- _DOCUMENT SECTION_:
== Segment start ==
Property values for similar houses just blocks from one another, separated only by the Oakland-Berkeley border, demonstrate this phenomenon quite vividly. A random comparison of a dozen comparable houses along the Berkeley border with Rockridge in Oakland sold over the last two years found that on average for that period, Berkeley homes sold for $77,000 more than Oakland homes. A more reliable measure is dollars per square foot. Looking at this measure, a two-bedroom Berkeley house next to an Oakland home is worth $86 more per square foot. This means that an average two-bedroom, 1,300-square-foot home in Berkeley is worth $112,375 more than its Oakland neighbor, even when all other variables remain constant. If one averages in all the homes that were larger than two-bedrooms and one bath sold since 2005 in that area, the difference in dollars per square foot of Berkeley homes nearly doubles to $161 a square foot more than Oakland homes. 

That’s quite a generous return for a tax which will cost only about 23 cents per square foot for private properties. Measure A would also levy a tax on commercial properties at 34 cents per square foot, together yielding a total of $19.5 million. 

Of the houses surveyed, most were just blocks within each other on the same street such as Colby or Hillegass. Some were actually on the same block. All homes had the same general accessibility to the same BART station, Rockridge shops, restaurants and groceries. The appearance, landscaping and ethnic makeup of their blocks were also very similar. The principal variable in the comparison was the school district. The houses in the survey were sold or compiled by Red Oak Realty, Coldwell Banker and Herman Sun and Marvin Gardens Real Estate. This year, 6015 Colby St., a five-bedroom Craftsman built in 1911 in Oakland, was offered at $749,000. A less desirable house with one less bedroom at 5829 Colby St. was offered at $1,020,000—over a quarter of a million dollars more. Again, the most outstanding distinguishing characteristic: Berkeley public schools.
== Segment end ==
- _SOURCE MATERIAL_:
== Segment start ==
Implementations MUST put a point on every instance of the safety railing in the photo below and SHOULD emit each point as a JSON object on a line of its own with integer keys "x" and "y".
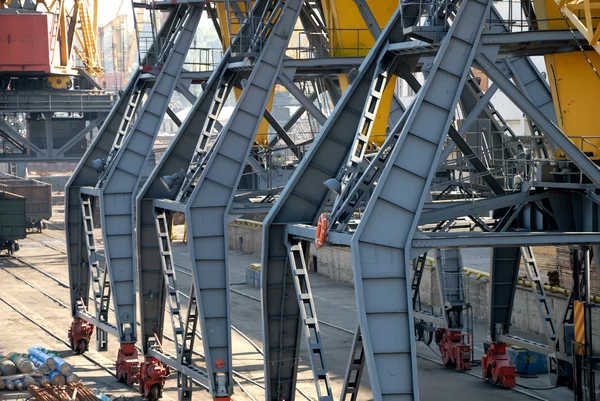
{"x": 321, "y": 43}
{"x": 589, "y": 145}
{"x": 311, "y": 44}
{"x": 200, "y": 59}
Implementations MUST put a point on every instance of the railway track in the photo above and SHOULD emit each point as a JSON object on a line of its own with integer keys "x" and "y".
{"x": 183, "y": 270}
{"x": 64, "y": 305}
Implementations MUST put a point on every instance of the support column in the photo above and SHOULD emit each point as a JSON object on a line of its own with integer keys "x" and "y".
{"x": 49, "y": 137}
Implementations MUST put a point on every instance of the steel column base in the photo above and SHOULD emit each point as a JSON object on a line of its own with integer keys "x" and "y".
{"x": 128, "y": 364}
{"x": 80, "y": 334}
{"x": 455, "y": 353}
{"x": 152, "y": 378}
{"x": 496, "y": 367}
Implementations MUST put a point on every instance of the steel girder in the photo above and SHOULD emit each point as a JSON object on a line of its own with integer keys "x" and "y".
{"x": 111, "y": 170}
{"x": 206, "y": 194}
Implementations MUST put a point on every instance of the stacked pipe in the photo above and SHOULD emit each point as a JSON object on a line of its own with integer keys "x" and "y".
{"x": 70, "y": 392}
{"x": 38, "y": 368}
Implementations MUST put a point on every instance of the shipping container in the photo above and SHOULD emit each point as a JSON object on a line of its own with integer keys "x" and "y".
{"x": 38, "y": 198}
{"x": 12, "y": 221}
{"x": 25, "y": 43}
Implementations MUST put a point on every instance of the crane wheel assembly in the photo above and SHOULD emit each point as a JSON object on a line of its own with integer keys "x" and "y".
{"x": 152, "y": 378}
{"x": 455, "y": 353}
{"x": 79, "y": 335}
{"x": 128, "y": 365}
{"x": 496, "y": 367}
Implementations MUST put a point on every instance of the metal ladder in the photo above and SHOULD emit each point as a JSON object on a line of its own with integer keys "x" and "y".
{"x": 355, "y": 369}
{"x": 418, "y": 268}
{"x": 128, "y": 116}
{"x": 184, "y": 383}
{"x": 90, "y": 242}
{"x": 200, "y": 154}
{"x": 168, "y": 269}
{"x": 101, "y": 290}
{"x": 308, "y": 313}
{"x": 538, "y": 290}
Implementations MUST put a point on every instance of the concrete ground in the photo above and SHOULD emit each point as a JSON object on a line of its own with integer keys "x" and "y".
== Segment end ==
== Segment start ==
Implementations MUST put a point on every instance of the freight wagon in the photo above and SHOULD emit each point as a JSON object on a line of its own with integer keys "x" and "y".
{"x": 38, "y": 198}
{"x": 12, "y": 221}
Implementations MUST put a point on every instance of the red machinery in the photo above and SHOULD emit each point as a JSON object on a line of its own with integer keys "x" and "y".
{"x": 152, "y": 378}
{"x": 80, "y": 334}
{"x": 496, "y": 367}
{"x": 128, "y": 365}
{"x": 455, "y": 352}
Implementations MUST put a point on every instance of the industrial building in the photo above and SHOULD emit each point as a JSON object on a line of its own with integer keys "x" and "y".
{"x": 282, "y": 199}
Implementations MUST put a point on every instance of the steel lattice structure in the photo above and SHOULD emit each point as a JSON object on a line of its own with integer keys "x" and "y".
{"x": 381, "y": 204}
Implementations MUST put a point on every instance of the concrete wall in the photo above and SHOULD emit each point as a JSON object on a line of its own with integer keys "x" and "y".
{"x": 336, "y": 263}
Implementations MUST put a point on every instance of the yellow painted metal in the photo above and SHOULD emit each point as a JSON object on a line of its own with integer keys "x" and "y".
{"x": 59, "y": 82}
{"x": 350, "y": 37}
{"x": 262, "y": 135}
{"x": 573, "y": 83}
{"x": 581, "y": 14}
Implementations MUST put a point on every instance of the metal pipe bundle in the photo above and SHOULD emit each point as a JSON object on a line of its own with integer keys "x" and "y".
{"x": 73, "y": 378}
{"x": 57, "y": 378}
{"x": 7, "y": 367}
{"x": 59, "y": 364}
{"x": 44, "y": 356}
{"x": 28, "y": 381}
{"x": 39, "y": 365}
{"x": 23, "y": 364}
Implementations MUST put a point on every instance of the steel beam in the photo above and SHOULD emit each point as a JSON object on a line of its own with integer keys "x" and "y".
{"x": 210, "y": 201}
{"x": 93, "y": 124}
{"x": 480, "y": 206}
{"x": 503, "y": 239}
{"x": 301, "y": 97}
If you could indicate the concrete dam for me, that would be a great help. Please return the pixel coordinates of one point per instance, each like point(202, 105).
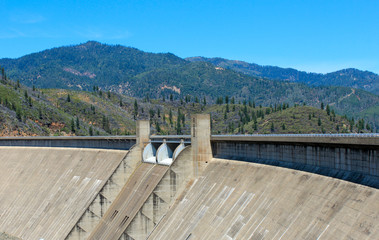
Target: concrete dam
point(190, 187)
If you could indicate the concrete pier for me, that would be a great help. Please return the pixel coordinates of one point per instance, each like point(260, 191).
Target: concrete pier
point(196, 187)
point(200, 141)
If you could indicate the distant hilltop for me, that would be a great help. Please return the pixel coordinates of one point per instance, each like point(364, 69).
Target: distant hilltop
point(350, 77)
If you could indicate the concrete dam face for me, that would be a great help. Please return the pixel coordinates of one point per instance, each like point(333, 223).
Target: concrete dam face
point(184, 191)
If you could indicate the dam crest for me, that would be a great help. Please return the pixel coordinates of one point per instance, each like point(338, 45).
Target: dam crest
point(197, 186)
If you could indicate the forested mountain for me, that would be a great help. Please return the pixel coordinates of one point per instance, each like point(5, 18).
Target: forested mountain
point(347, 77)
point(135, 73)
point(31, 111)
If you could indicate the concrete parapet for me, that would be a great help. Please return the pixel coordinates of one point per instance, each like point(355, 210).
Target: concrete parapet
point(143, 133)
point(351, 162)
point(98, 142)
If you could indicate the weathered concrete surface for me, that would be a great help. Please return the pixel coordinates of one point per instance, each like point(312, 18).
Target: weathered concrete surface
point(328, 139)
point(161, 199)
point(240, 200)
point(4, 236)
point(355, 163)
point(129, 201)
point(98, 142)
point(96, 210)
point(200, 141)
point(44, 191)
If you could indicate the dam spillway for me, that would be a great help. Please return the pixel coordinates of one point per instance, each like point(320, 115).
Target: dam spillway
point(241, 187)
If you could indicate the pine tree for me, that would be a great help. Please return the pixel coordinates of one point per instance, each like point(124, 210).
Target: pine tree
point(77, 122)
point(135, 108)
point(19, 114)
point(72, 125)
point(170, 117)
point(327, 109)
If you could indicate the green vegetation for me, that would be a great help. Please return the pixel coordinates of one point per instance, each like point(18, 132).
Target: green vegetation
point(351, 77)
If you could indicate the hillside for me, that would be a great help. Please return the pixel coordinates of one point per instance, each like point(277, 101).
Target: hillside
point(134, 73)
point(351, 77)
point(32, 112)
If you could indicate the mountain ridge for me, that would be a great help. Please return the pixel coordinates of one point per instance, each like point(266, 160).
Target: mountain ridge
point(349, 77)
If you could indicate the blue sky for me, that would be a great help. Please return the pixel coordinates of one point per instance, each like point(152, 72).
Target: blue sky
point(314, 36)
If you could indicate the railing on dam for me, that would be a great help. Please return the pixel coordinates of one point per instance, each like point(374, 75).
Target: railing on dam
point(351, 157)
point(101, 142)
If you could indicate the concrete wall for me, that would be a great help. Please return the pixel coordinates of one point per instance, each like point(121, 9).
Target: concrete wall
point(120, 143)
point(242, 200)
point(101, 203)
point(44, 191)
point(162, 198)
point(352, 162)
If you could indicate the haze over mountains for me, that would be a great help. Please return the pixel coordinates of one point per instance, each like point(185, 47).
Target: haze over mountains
== Segment end ==
== Segment start ==
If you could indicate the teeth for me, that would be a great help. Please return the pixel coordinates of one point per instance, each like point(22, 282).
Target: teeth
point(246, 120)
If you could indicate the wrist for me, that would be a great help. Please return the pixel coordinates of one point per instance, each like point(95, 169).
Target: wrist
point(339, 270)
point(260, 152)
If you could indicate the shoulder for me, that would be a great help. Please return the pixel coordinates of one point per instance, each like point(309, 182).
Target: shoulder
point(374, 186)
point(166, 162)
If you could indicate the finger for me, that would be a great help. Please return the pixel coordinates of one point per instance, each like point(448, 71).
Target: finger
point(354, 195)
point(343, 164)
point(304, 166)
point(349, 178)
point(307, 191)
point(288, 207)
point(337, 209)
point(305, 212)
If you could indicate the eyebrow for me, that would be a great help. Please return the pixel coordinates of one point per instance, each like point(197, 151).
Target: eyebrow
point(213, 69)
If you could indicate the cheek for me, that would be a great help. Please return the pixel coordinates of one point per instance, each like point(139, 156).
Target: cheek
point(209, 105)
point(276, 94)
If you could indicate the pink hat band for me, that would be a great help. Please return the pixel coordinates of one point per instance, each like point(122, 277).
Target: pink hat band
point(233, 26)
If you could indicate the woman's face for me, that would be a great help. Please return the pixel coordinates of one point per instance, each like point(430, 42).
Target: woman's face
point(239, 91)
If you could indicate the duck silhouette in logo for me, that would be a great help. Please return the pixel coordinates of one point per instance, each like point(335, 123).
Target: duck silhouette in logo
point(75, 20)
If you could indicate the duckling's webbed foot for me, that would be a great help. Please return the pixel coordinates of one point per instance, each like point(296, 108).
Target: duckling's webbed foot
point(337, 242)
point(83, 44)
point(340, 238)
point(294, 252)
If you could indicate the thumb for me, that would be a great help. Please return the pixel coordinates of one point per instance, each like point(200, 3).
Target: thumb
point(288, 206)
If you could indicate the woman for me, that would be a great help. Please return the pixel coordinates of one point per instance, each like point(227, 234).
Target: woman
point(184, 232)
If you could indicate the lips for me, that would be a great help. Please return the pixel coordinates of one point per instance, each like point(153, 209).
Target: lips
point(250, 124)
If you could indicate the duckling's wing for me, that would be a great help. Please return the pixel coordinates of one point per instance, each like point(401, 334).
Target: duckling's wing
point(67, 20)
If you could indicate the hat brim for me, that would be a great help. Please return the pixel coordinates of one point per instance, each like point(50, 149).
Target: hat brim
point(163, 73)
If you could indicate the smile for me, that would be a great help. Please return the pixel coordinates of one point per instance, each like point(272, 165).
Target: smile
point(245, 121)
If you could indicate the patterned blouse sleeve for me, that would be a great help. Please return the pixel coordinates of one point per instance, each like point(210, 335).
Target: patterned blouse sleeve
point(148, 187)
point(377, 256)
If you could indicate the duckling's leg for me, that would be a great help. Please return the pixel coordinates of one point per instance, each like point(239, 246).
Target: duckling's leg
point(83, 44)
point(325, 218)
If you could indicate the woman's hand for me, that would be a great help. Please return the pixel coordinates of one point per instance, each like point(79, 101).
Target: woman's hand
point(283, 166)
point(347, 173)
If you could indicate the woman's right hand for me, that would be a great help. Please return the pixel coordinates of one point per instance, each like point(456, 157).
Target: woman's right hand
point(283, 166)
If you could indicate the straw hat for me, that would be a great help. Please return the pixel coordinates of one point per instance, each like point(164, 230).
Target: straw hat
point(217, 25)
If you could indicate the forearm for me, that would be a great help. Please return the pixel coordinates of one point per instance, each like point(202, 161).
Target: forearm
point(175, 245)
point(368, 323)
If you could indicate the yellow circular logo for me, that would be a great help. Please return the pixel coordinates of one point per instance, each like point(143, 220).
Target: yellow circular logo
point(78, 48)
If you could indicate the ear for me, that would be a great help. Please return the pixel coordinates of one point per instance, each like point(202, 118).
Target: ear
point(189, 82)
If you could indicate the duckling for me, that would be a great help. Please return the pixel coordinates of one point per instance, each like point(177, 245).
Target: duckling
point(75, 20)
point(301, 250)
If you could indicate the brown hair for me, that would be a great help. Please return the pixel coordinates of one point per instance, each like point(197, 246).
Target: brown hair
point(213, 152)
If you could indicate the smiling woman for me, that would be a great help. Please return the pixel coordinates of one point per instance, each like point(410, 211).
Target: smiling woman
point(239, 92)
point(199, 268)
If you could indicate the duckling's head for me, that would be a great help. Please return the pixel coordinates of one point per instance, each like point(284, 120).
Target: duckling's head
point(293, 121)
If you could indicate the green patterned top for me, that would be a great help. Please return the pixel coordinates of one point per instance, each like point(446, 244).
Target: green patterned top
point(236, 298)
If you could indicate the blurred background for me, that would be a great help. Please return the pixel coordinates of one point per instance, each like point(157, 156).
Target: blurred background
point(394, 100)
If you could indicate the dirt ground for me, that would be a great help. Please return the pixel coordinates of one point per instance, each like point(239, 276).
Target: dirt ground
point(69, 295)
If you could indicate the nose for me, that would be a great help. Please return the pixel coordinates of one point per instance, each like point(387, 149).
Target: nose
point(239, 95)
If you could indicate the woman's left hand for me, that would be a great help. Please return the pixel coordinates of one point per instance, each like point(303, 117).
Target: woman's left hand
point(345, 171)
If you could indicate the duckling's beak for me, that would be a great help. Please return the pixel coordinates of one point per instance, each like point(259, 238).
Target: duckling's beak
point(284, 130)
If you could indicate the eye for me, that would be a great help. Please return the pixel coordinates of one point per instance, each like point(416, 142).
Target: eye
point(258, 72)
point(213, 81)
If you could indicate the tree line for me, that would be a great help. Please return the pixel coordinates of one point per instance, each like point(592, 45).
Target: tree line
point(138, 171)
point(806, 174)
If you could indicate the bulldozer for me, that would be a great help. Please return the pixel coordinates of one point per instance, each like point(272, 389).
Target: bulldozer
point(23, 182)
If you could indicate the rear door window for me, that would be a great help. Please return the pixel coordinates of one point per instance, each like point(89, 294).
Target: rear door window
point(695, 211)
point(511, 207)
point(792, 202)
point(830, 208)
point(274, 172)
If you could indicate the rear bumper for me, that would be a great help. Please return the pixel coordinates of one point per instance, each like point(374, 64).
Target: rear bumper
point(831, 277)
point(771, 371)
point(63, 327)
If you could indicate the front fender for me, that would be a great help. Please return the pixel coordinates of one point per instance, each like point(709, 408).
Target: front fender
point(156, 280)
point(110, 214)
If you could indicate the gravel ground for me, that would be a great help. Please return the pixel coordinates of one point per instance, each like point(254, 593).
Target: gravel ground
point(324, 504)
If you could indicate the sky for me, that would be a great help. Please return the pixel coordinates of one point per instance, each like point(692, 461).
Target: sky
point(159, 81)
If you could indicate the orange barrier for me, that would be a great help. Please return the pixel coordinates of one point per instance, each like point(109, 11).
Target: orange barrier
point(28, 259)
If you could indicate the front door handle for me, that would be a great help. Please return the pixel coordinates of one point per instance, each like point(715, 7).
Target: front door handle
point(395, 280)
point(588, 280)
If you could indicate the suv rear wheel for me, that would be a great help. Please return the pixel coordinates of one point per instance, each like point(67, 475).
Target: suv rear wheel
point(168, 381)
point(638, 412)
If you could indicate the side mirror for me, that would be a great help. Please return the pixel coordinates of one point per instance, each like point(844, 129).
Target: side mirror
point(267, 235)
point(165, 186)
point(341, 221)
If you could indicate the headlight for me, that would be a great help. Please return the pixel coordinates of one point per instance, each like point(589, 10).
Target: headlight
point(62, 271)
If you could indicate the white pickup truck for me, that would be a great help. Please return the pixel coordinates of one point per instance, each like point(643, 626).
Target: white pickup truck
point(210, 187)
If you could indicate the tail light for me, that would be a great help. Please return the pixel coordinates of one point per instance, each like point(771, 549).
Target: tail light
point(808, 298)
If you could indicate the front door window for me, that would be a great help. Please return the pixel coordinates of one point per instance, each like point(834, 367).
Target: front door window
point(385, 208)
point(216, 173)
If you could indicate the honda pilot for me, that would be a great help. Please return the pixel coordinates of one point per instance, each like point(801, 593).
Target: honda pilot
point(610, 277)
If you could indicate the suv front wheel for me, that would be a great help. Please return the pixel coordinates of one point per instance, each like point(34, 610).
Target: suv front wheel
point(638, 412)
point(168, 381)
== Segment end ==
- _WORK REQUEST 1_:
Answer these questions from the passage on Berkeley and Oakland home prices:
(a) On average, how much more did the Berkeley homes in the random comparison sell for than the Oakland homes?
(b) At what rate per square foot would Measure A tax commercial properties?
(c) In what year was the house at 6015 Colby St. built, and at what price was it offered?
- _WORK REQUEST 2_:
According to the passage on Berkeley and Oakland home prices, why does the comparison treat the school district as the main cause of the price difference?
- _WORK REQUEST 3_:
Write the next few sentences of the passage on Berkeley and Oakland home prices, starting after its final sentence.

- _WRITTEN ANSWER 1_:
(a) $77,000 more.
(b) 34 cents per square foot.
(c) It was built in 1911 and offered at $749,000.

- _WRITTEN ANSWER 2_:
The surveyed houses were only blocks apart, sometimes on the same block. They had the same general access to the same BART station, Rockridge shops, restaurants and groceries. Their blocks were also very similar in appearance, landscaping and ethnic makeup, which left the school district as the principal variable.

- _WRITTEN ANSWER 3_:
There is concern among Berkeley school parents and teachers that homes in Berkeley are so costly now, new residents might be too wealthy to care about the cost of maintaining public schools and too self-interested to approve a parcel tax. The 10-year measure needs a two-thirds majority vote to pass. 

But 23 cents a square foot is a modest premium to insure the health of Berkeley schools and of the community, preserving the very assets that make a Berkeley home so prized. Judging by the figures, it’s in the financial self-interest of all homeowners, parents or not, to support a school parcel tax. And, perhaps more importantly, less fortunate students, whose parents can’t afford homes, also come out winners. 


Margot Pepper is a journalist and author whose work has been published internationally by the Utne Reader, the San Francisco Bay Guardian, City Lights, Hampton Brown and others. Her memoir, Through the Wall, was a top nomination for the 2006 American Book Award.